→ Description of the task
From the first entry to the last, copy the material exactly as it stands.

--- --- ---

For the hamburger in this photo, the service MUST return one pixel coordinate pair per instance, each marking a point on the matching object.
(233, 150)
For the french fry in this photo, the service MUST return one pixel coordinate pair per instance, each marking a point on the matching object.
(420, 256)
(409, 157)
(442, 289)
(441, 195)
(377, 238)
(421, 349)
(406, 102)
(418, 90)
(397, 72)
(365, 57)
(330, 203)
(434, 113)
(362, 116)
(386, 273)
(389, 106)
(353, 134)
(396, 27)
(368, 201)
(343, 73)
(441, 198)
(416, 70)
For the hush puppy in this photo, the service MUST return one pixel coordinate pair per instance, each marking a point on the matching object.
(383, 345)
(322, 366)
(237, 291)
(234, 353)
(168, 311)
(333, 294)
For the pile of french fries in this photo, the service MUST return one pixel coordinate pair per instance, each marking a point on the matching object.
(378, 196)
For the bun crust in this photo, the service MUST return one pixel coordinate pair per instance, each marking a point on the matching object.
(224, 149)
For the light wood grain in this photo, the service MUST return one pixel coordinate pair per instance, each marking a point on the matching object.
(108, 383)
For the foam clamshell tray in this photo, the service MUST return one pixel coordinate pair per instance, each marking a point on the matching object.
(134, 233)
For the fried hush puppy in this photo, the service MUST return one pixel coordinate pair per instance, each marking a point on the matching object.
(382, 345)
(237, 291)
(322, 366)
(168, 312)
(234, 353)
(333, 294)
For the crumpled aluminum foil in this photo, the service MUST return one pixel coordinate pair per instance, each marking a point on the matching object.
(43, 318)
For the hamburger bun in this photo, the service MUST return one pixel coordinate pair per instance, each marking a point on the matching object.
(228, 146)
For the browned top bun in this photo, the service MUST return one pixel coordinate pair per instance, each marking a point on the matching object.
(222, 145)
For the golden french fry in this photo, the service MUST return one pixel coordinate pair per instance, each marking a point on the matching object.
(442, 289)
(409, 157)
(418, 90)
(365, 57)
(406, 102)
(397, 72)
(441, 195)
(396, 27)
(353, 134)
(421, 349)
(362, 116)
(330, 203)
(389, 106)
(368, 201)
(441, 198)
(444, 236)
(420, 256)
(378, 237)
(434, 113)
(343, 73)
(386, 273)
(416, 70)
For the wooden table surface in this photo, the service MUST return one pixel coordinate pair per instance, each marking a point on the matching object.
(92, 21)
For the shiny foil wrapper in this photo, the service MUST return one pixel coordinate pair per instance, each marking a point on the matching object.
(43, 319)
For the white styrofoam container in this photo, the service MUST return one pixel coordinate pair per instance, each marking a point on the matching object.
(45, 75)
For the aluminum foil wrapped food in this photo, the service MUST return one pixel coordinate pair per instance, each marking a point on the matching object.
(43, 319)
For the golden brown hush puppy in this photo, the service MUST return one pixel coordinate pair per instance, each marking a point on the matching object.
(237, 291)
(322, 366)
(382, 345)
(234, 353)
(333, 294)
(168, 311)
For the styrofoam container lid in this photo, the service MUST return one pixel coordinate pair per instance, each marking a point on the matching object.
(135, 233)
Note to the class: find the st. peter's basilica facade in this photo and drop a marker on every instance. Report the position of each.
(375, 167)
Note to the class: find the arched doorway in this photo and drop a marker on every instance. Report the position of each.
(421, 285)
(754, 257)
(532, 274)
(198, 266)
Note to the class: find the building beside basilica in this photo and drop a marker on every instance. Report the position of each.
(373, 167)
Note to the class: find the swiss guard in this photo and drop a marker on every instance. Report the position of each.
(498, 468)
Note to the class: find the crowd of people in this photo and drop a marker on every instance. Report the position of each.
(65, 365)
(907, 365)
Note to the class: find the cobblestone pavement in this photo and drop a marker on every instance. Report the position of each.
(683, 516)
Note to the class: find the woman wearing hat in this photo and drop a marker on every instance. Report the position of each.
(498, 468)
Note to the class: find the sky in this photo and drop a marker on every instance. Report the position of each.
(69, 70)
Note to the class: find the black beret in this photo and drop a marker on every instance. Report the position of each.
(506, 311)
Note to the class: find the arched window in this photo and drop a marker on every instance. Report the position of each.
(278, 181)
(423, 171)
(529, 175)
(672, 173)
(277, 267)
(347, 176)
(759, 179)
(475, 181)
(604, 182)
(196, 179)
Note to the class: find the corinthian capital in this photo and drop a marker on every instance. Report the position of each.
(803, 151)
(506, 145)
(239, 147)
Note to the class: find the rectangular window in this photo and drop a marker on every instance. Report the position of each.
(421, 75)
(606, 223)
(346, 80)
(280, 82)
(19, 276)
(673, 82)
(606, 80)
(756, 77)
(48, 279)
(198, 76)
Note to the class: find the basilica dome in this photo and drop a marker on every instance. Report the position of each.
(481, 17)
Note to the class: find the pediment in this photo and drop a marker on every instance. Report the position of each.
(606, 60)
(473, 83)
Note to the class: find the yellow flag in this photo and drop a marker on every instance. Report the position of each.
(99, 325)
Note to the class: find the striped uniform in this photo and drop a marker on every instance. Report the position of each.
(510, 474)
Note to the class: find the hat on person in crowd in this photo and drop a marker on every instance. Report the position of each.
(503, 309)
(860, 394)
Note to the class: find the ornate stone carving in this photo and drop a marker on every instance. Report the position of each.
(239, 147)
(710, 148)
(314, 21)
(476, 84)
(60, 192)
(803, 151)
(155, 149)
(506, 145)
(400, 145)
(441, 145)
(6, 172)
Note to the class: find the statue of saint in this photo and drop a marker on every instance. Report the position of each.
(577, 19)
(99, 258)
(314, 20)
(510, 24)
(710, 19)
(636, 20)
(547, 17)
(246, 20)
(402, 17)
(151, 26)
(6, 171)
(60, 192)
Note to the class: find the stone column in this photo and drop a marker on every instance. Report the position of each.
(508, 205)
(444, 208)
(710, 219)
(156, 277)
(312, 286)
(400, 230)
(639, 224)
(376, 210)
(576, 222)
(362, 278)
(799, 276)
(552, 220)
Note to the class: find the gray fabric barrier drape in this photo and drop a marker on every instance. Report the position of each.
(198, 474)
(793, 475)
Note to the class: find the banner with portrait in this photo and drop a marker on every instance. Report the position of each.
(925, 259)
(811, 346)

--- --- ---

→ Reply
For the hamburger in this photo, the service MUST return one pixel coordinate pair per instance, each marking a point on the matching object.
(233, 150)
For the french fry in this photo, the service MUST return one pixel coordinate pair per instance, each marking a point on the matching object.
(420, 256)
(409, 157)
(442, 289)
(441, 195)
(377, 238)
(421, 349)
(406, 102)
(418, 90)
(397, 72)
(365, 57)
(330, 203)
(434, 113)
(362, 116)
(386, 273)
(389, 106)
(353, 134)
(396, 27)
(368, 201)
(343, 73)
(441, 198)
(416, 70)
For the hush puppy in this photo, the service MUST return one pixel coordinate pair per instance, each marking a point on the matching object.
(383, 345)
(322, 366)
(237, 291)
(234, 353)
(168, 311)
(333, 294)
For the pile of french fries in this photo, the service MUST return one pixel coordinate pair per instance, each marking a point on the matching object.
(378, 196)
For the bun crust in this photo, the service MUST return one pixel coordinate pair per instance, each marking a point on the matching object.
(224, 149)
For the light wood grain in this photo, the service MUST return one pixel coordinate pair per instance, each marking a point on the matching object.
(108, 383)
For the foam clamshell tray in this photo, the service MUST return one pixel coordinate pair per instance, each marking a point on the matching object.
(134, 233)
For the fried hush puppy in this photo, the service MUST return one pixel coordinate pair per instance, each marking a point on the matching object.
(382, 345)
(237, 291)
(322, 366)
(168, 312)
(234, 353)
(333, 294)
For the crumpled aluminum foil in this photo, the service MUST return one pixel coordinate pair per instance, each marking a point on the matching object.
(43, 318)
For the hamburger bun in this photo, the service MUST return one pixel coordinate pair per instance, each marking a point on the matching object.
(228, 146)
For the browned top bun in this photo, the service MUST return one pixel coordinate pair per instance, each marking a point on the matching object.
(222, 145)
For the golden french fry in this photo, the service MUST return one pixel coordinate pair per instance, each marking a point on the matching object.
(442, 289)
(409, 157)
(418, 90)
(365, 57)
(406, 102)
(397, 72)
(441, 195)
(396, 27)
(353, 134)
(421, 349)
(362, 116)
(330, 203)
(389, 106)
(368, 201)
(441, 198)
(444, 236)
(420, 256)
(378, 237)
(434, 113)
(343, 73)
(386, 273)
(416, 70)
For the wooden table surface in this photo, the service MUST return one pixel coordinate pair per instance, each marking a point on the matching object.
(92, 21)
For the shiny foil wrapper in this photo, the service MUST return one pixel coordinate pair per instance, each marking a point on the matching object.
(43, 319)
For the white styrofoam container in this photo, the service MUST return one pixel coordinate pair per instance, each marking a point on the matching object.
(45, 75)
For the aluminum foil wrapped food in this photo, the service MUST return one pixel coordinate pair per instance, each marking a point on the matching object.
(43, 319)
For the golden brown hush puppy in this photo, the service MUST return one pixel coordinate pair per instance, each marking a point on the matching object.
(237, 291)
(322, 366)
(382, 345)
(234, 353)
(333, 294)
(168, 311)
For the styrofoam container lid in this photo, the service MUST return one pixel coordinate pair per instance, each marking a point on the matching object.
(135, 233)
Note to the class: find the st. peter's basilica facade in this photo and drop a marker on every instance. Report the position of each.
(375, 167)
Note to the class: find the arched doorway in this photo and drop a marker on every instance. Report the position of each.
(421, 285)
(754, 257)
(532, 274)
(198, 266)
Note to the class: find the building beside basilica in this photo and drop a marker on every instance. Report the position of each.
(373, 167)
Note to the class: find the swiss guard in this photo and drop a marker on every instance. Report the position of each.
(498, 468)
Note to the class: find the crowd of people in this photo and drop a marker on every instance. Report the position of each.
(65, 365)
(907, 365)
Note to the class: find the cobblestone pavement in this photo and drop a marker on every instance. Report the position of each.
(683, 516)
Note to the class: find the woman wearing hat in this photo and drop a marker on every instance. Report the position of each.
(498, 468)
Note to the class: find the sky in this photo and drop a marker on every instance. Report the position of each.
(69, 70)
Note to the class: find the black beret in this photo and drop a marker on every instance. Report the position of each.
(506, 311)
Note to the class: find the arched window in this photo and drop a marker on every instance. Report the position of each.
(278, 181)
(423, 171)
(529, 175)
(672, 173)
(277, 267)
(347, 176)
(759, 179)
(475, 181)
(604, 182)
(196, 179)
Note to the class: find the corinthian capital in this photo and drop a marker on every instance. Report the position of each.
(803, 151)
(506, 145)
(239, 147)
Note to the class: find the rectangular window in this photo and drop a marker on every instance. Report the position of each.
(421, 75)
(606, 223)
(346, 80)
(280, 82)
(19, 276)
(673, 82)
(606, 80)
(756, 77)
(48, 279)
(198, 76)
Note to the class: find the basilica dome in this photo and drop a marker on every instance. Report the position of each.
(481, 17)
Note to the class: find the pediment in this photo and drop a marker on every instance. Report the position of each.
(606, 60)
(473, 83)
Note to the class: find the yellow flag in this photo and drop a marker on every instance. Report the position of each.
(99, 325)
Note to the class: find the striped uniform in this photo and drop a marker on every instance. Report the position of each.
(510, 474)
Note to the class: find the hat on person in crowd in this photo and drop a marker on every instance. Report the position of each.
(503, 309)
(860, 394)
Note to the class: find the ornate stone carving in this photo and drop a marker on every instance. Report the position of each.
(239, 147)
(710, 148)
(314, 21)
(476, 84)
(60, 192)
(803, 151)
(155, 149)
(506, 145)
(400, 145)
(441, 145)
(6, 172)
Note to the class: find the statue of saint in this photo and drop a marker on every instance. Report the position of each.
(577, 19)
(99, 258)
(314, 20)
(510, 24)
(710, 19)
(636, 20)
(547, 17)
(246, 20)
(402, 17)
(151, 26)
(6, 171)
(60, 192)
Note to the class: find the stone column in this photo and drop a marker on every instance. Report the position of each.
(508, 205)
(444, 208)
(710, 219)
(156, 277)
(312, 286)
(400, 230)
(639, 224)
(376, 210)
(576, 222)
(362, 278)
(799, 276)
(552, 220)
Note to the class: find the gray fabric barrier drape in this photo and drop a marker on every instance. Report the position of each.
(198, 474)
(793, 475)
Note to the class: find the banner with portrait in this photo and drop a marker on every instance. Report the position of each.
(925, 259)
(811, 346)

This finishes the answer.